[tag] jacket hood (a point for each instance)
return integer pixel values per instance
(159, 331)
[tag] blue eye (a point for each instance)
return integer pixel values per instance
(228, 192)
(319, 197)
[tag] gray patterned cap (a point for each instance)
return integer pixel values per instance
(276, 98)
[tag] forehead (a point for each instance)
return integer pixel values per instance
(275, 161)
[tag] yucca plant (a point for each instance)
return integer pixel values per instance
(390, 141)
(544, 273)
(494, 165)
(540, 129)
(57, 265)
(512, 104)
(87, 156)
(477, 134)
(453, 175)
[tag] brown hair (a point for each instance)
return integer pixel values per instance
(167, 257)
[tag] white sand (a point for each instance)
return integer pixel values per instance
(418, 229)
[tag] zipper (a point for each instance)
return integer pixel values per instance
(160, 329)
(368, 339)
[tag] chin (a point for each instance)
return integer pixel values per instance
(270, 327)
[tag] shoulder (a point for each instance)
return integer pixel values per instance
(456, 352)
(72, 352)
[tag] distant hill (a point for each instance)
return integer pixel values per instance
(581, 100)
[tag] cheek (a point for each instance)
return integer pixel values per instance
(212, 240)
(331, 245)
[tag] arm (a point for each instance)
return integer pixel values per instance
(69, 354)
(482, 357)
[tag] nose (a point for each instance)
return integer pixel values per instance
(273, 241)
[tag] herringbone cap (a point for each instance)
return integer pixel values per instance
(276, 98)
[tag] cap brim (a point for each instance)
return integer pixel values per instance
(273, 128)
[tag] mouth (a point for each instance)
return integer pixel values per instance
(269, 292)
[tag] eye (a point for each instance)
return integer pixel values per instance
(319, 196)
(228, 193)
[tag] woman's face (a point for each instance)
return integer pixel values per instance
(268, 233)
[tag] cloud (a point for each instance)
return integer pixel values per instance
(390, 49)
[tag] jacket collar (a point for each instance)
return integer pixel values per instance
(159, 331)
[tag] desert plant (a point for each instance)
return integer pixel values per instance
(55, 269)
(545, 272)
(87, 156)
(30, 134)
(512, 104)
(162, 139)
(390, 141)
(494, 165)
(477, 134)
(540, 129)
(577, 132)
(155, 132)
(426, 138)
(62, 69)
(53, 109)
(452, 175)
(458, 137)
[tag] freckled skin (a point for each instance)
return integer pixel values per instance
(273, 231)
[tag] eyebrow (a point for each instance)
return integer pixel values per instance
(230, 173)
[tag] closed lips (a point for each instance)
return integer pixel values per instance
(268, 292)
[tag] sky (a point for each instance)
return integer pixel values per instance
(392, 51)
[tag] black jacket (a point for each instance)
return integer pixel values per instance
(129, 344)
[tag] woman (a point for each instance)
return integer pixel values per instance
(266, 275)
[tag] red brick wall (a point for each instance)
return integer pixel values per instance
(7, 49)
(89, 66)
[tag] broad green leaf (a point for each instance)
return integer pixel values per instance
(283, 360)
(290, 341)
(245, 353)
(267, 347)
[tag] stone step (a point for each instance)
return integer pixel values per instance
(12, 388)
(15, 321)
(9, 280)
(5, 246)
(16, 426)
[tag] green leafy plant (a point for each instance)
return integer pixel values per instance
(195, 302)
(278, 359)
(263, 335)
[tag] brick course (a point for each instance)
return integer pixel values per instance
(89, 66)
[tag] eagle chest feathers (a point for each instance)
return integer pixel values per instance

▬▬▬▬▬▬

Repeat each entry above, keeping every word exact.

▶ **ANSWER FOR THE TASK**
[tag] jacket hood (a point for each instance)
return integer pixel values per instance
(159, 331)
[tag] blue eye (a point for each instance)
return integer pixel values per instance
(228, 192)
(319, 197)
[tag] gray patterned cap (a point for each instance)
return integer pixel values per instance
(276, 98)
[tag] forehead (a point for each instance)
return integer pixel values per instance
(275, 161)
[tag] yucca plant (a point for each instance)
return integer pixel values per instance
(390, 141)
(544, 273)
(494, 165)
(540, 129)
(57, 265)
(512, 104)
(87, 156)
(477, 134)
(453, 175)
[tag] brown hair (a point for each instance)
return integer pixel values per instance
(167, 257)
[tag] white sand (a point for each instance)
return integer pixel values per instance
(418, 229)
[tag] zipper (a point for each instance)
return integer pixel values per instance
(160, 329)
(368, 339)
[tag] chin (a point for each instance)
return integer pixel values per instance
(270, 327)
[tag] shoulder (a point for each instance)
return integer pixel values per instance
(456, 352)
(72, 352)
[tag] distant hill (a point for each instance)
return integer pixel values per instance
(581, 100)
[tag] cheek (a point for each instance)
return integer pixel values per instance
(212, 240)
(331, 245)
[tag] arm (a point for each instance)
return integer pixel values per instance
(69, 354)
(482, 357)
[tag] nose (a point for each instance)
return integer pixel values per instance
(273, 241)
[tag] herringbone cap (a point for each instance)
return integer pixel values per instance
(276, 98)
[tag] cap brim (a point for each instance)
return integer pixel values per instance
(273, 128)
[tag] mouth (a point for each instance)
return integer pixel values per instance
(269, 292)
[tag] eye (a point for each instance)
return integer pixel values per instance
(319, 196)
(228, 193)
[tag] woman's face (a point for each instance)
return integer pixel values per instance
(268, 233)
[tag] cloud (a point for each instance)
return integer pixel values per instance
(390, 49)
[tag] jacket collar (a point for each instance)
return integer pixel values per instance
(159, 331)
[tag] desert plant (a point for each instance)
return integer pixel values per instance
(55, 269)
(545, 272)
(87, 156)
(30, 134)
(512, 104)
(162, 139)
(390, 141)
(494, 165)
(477, 134)
(540, 129)
(577, 132)
(155, 132)
(426, 138)
(62, 69)
(53, 109)
(452, 175)
(458, 137)
[tag] freckled skin (a point for each instance)
return integer pixel values per instance
(273, 231)
[tag] eyebrow (a point for each instance)
return integer pixel values per instance
(230, 173)
[tag] closed lips (a point for each instance)
return integer pixel values per instance
(268, 292)
[tag] sky (a point for each instance)
return integer pixel values per instance
(392, 51)
[tag] black jacket (a point for each instance)
return integer pixel values per instance
(129, 344)
[tag] woman (a point for each instance)
return integer pixel values per instance
(266, 275)
[tag] red brick wall (a point for each instance)
return integer pixel values per instance
(7, 49)
(89, 66)
[tag] broad green leaf (a point for each instance)
return integer pixel values per instance
(283, 360)
(290, 341)
(245, 353)
(267, 347)
[tag] stone step (a point for each instance)
return integer pixel values per instance
(12, 388)
(15, 321)
(9, 280)
(5, 246)
(16, 426)
[tag] green leafy plant (a point for each instance)
return integer pixel values per instance
(195, 302)
(278, 359)
(263, 335)
[tag] brick course (a point for each instance)
return integer pixel values per instance
(89, 66)
[tag] eagle chest feathers (a point for each instance)
return integer pixel values per instance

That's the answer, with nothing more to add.